A run of records:
_ _ _ _ _

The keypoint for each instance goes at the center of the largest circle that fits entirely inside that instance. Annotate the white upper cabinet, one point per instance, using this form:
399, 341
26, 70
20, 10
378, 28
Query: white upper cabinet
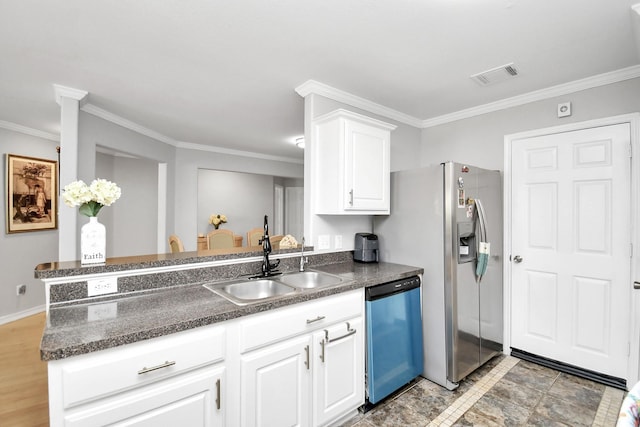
351, 164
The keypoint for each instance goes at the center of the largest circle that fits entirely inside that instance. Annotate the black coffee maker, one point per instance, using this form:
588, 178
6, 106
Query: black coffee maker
366, 247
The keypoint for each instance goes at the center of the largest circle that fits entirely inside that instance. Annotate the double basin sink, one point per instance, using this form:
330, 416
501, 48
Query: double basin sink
252, 290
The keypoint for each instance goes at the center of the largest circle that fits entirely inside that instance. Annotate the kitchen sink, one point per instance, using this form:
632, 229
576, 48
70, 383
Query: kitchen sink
242, 292
309, 279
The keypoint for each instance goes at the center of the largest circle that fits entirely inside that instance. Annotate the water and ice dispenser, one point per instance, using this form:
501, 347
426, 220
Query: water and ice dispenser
466, 242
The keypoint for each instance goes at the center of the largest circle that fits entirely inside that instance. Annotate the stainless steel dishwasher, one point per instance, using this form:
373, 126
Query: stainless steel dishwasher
394, 337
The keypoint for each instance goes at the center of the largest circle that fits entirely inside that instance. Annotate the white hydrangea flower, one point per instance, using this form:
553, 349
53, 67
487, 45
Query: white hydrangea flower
91, 198
104, 192
76, 194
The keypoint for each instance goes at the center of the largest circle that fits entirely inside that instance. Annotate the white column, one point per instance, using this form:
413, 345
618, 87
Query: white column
69, 100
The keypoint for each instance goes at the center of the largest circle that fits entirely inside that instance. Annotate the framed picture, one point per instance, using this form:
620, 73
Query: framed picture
32, 190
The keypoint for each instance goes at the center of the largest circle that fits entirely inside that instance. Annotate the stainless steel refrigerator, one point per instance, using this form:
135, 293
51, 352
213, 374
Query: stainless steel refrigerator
447, 219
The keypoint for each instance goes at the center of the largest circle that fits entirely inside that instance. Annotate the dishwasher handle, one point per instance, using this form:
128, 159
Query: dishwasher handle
388, 289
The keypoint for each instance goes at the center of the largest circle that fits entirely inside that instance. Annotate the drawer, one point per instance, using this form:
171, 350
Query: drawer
105, 372
266, 328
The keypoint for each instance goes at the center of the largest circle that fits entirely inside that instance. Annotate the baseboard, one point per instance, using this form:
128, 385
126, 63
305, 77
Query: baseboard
21, 314
571, 369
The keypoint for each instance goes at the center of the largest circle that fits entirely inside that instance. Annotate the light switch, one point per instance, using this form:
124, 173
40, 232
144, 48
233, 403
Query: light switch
564, 109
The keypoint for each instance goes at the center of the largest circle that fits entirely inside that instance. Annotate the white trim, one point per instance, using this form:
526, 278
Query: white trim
538, 95
633, 373
29, 131
312, 86
128, 124
69, 92
21, 314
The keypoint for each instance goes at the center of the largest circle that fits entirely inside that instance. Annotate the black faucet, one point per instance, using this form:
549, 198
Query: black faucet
267, 267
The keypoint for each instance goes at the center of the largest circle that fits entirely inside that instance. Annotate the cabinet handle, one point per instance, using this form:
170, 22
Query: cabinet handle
349, 333
317, 319
218, 394
306, 362
155, 368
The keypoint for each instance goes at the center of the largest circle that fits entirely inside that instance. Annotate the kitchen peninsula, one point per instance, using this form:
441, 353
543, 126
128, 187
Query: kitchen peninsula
165, 348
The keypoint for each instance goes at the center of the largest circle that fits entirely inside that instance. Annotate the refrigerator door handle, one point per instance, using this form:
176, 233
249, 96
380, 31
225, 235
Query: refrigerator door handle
482, 245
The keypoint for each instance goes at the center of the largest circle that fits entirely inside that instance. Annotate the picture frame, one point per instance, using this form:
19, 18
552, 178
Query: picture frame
32, 194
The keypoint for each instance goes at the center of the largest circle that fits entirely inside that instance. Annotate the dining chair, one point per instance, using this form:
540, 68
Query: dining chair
175, 244
220, 239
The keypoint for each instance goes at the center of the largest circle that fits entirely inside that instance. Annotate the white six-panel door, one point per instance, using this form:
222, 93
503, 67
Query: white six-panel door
571, 232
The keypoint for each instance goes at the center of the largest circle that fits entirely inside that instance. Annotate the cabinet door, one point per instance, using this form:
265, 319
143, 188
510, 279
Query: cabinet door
193, 399
275, 383
338, 370
367, 168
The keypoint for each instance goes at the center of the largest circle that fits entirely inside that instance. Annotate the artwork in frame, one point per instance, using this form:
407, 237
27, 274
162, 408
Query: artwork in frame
32, 189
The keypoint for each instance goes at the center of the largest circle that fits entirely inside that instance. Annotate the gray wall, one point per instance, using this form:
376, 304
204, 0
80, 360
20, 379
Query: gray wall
132, 221
480, 140
187, 164
21, 252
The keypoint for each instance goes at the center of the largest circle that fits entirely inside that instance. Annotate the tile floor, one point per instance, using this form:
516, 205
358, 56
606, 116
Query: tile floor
505, 392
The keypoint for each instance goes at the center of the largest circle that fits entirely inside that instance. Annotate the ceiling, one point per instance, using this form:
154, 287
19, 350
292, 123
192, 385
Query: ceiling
223, 73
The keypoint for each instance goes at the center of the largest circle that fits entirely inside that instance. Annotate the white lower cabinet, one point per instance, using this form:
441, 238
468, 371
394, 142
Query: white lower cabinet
338, 370
275, 384
179, 379
310, 379
189, 399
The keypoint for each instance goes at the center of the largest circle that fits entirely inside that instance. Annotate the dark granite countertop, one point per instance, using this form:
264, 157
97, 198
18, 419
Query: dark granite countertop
71, 268
83, 328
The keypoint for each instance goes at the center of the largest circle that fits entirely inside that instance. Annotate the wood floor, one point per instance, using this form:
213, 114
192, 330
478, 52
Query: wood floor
23, 376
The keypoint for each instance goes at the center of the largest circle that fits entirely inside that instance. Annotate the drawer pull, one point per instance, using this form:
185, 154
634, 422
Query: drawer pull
218, 394
317, 319
349, 333
155, 368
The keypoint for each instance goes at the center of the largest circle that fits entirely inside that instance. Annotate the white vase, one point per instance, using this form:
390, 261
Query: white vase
93, 242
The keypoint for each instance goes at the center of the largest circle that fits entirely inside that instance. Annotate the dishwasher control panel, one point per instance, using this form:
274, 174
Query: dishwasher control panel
390, 288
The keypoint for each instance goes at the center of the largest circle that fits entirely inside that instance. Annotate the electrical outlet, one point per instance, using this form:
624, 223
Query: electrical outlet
324, 242
102, 311
564, 109
108, 285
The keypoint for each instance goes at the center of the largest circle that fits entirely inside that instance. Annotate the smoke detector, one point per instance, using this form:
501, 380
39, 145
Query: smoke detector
495, 75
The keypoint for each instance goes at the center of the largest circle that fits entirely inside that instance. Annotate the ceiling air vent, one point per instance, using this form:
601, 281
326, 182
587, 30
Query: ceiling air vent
495, 75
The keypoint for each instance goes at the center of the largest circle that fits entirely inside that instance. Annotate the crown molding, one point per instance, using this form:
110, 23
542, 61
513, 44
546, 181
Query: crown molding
29, 131
128, 124
220, 150
538, 95
315, 87
69, 92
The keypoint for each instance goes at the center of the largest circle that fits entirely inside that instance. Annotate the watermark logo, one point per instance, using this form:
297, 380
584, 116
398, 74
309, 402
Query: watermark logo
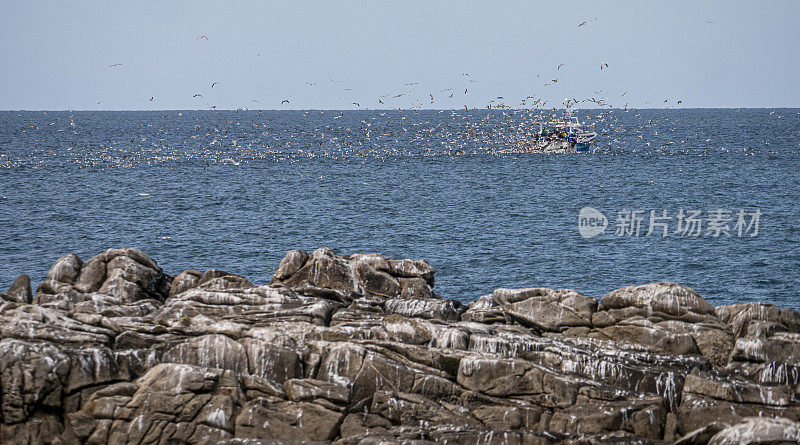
591, 222
686, 223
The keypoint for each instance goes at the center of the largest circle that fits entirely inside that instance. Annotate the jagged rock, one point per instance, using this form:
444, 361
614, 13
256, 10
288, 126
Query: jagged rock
217, 280
429, 308
547, 309
309, 390
702, 435
407, 330
188, 279
292, 421
128, 274
781, 347
666, 317
291, 263
20, 290
758, 430
359, 349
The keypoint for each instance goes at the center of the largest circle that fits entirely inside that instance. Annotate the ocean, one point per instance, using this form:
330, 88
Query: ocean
236, 190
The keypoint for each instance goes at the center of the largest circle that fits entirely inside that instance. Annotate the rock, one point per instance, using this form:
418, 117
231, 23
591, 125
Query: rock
20, 290
309, 390
412, 269
781, 347
415, 288
702, 435
663, 316
407, 330
666, 300
547, 309
297, 421
217, 280
188, 279
759, 430
291, 263
359, 349
432, 309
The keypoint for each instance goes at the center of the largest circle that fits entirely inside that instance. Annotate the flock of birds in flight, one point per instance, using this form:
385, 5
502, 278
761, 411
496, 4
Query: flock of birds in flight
228, 139
383, 99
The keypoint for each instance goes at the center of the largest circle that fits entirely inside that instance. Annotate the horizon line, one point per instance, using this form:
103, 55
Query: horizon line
385, 109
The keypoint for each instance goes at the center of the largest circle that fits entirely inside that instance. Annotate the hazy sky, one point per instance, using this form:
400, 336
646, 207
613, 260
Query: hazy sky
56, 55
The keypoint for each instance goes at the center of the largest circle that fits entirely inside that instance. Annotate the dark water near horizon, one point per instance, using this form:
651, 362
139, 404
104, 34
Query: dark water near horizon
235, 191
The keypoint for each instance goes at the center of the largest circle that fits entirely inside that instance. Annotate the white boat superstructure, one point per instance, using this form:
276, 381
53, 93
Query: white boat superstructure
566, 135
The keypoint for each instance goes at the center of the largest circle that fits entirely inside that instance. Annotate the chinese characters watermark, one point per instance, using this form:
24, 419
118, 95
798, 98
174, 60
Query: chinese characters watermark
681, 223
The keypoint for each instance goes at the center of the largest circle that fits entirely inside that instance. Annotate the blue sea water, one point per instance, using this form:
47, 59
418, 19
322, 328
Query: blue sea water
235, 191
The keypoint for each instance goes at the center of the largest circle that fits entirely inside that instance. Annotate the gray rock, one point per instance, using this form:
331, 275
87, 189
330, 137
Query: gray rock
359, 349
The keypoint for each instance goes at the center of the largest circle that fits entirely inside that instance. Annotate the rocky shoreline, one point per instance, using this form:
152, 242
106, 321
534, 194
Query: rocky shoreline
358, 349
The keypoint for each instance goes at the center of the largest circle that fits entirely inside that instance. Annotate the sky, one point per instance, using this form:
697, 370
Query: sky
351, 54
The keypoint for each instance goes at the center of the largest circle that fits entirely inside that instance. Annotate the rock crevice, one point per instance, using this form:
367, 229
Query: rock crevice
360, 349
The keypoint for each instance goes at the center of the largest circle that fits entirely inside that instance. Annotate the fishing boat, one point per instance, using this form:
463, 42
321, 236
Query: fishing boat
566, 135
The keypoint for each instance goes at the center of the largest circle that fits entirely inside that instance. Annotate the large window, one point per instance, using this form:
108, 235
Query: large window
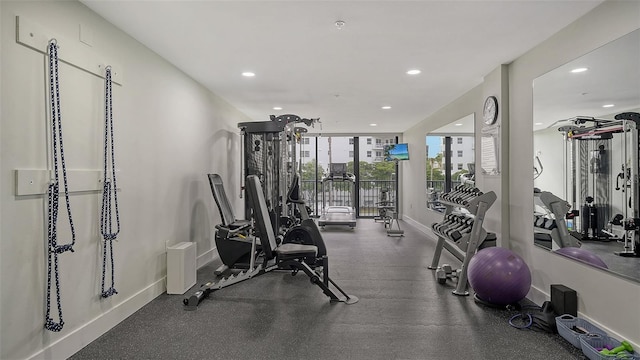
372, 173
442, 172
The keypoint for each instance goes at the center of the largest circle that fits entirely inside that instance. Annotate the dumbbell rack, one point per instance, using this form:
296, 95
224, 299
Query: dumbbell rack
464, 246
558, 230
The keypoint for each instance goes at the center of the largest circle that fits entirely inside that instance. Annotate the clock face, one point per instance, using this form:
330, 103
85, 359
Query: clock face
490, 111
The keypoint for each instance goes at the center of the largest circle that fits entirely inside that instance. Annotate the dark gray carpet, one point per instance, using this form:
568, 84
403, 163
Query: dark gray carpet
403, 313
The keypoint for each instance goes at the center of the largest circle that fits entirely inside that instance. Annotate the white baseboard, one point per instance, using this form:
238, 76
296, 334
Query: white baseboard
206, 258
423, 228
85, 334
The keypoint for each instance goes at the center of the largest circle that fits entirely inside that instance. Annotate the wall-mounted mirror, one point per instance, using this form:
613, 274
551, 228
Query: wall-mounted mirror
586, 117
450, 159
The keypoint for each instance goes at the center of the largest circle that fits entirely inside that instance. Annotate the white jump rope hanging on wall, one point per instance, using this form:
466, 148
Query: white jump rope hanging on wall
53, 192
109, 191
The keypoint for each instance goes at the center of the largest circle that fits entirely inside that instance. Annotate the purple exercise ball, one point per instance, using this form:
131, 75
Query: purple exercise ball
499, 276
583, 255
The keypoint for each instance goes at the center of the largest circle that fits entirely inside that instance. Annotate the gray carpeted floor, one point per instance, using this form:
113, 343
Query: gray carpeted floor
403, 313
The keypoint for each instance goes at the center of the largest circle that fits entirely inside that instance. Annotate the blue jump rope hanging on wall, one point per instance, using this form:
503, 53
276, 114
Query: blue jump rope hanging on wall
53, 192
109, 191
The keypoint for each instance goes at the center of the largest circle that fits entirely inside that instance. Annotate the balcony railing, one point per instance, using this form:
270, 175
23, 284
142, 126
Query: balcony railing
370, 194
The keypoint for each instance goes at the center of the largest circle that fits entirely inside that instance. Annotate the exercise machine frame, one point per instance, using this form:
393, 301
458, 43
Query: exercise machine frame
290, 257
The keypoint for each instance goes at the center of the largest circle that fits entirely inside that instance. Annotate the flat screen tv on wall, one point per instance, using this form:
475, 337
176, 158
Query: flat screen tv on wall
395, 152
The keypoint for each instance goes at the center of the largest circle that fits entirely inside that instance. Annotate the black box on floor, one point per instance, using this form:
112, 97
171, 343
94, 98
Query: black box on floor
564, 300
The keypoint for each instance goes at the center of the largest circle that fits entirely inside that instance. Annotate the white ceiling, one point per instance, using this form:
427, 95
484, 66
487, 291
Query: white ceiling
612, 78
309, 67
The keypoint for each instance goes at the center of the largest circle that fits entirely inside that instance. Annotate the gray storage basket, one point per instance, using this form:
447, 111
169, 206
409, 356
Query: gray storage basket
565, 324
590, 345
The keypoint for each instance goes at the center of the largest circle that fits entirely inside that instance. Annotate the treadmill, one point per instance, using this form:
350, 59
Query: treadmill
333, 214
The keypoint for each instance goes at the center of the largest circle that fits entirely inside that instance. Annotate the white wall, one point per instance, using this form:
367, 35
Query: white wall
170, 132
607, 300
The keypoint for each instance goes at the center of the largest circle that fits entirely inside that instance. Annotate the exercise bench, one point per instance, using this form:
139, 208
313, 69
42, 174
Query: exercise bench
291, 257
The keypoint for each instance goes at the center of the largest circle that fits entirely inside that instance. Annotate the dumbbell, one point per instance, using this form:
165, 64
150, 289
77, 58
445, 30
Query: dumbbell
448, 226
453, 193
449, 219
624, 346
443, 272
467, 197
462, 223
550, 224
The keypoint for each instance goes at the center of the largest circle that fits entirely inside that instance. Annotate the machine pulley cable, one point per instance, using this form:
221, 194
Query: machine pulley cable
53, 193
109, 191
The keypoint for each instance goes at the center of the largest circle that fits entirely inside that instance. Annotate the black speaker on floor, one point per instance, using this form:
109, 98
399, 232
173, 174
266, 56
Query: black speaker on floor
564, 300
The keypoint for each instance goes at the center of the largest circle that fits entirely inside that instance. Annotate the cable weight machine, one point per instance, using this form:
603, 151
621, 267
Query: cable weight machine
591, 147
269, 152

_ _ _ _ _

## Work required
Locate the line that contains "Annotate the machine", then please quote it and every line after it to the end of the entries above, exactly and with nothing else.

## The result
The keypoint for each instance goes at the center of the largest circle that fits entirely inside that instance. Annotate the machine pulley cable, one point per instance, using this form:
221, 194
Query: machine pulley cable
53, 193
109, 191
The keypoint for each instance goes at the center of the largest circle that fits entirely inside that instance. Annotate the black speaker on floor, one point per instance, using this form:
109, 98
399, 232
173, 174
266, 56
Query: black speaker on floor
564, 300
The keypoint for each instance goes at the center of the largest circle that fits entirely inside that instance. Annotate the cable weight machine, one point per instance, using this form:
603, 151
621, 267
Query: cable weight machine
591, 147
269, 152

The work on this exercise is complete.